=== Task goal ===
Reproduce the records word for word, beginning at the start and ending with the line that contains "positive clicks: (110, 282)", with that line included.

=== Records to process ===
********
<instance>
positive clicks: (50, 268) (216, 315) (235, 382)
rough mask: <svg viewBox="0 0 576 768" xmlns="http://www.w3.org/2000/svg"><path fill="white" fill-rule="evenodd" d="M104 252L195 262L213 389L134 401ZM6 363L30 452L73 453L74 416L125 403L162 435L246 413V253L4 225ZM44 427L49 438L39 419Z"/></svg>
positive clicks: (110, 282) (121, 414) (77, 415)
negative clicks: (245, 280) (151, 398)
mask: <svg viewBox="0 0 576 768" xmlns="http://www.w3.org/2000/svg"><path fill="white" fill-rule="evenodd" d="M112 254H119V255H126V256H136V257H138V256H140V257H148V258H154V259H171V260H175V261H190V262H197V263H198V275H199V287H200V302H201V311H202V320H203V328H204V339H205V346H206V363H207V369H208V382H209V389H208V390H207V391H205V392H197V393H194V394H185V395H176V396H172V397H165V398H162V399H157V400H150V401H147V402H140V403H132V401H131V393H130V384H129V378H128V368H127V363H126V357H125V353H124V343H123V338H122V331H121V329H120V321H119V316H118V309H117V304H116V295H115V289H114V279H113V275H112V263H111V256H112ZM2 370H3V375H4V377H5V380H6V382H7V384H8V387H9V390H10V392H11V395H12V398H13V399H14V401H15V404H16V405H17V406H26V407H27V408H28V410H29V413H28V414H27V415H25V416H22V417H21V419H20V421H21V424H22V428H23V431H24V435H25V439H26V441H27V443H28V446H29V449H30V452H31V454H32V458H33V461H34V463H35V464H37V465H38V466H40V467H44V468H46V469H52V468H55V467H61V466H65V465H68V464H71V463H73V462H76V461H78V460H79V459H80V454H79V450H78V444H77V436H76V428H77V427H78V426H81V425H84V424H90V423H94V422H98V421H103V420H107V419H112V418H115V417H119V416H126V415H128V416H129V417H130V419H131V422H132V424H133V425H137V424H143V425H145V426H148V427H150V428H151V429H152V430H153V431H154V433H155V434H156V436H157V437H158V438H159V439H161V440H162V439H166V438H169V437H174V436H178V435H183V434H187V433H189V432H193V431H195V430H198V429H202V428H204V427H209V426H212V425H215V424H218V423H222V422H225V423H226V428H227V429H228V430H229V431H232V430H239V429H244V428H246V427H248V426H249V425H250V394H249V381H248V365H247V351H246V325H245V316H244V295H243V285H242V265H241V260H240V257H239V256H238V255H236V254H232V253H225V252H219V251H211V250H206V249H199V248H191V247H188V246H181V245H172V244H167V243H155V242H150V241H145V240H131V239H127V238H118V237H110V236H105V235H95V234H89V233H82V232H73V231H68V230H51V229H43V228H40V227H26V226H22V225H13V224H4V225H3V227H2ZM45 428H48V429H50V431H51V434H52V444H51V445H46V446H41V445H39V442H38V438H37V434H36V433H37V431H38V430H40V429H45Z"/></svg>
********
=== Answer section ===
<instance>
positive clicks: (50, 268) (216, 315) (235, 382)
rough mask: <svg viewBox="0 0 576 768" xmlns="http://www.w3.org/2000/svg"><path fill="white" fill-rule="evenodd" d="M104 252L195 262L213 389L134 401ZM6 363L30 452L73 453L74 416L125 403L162 435L246 413V253L4 225ZM44 427L49 438L39 419Z"/></svg>
positive clicks: (110, 282) (121, 414) (77, 415)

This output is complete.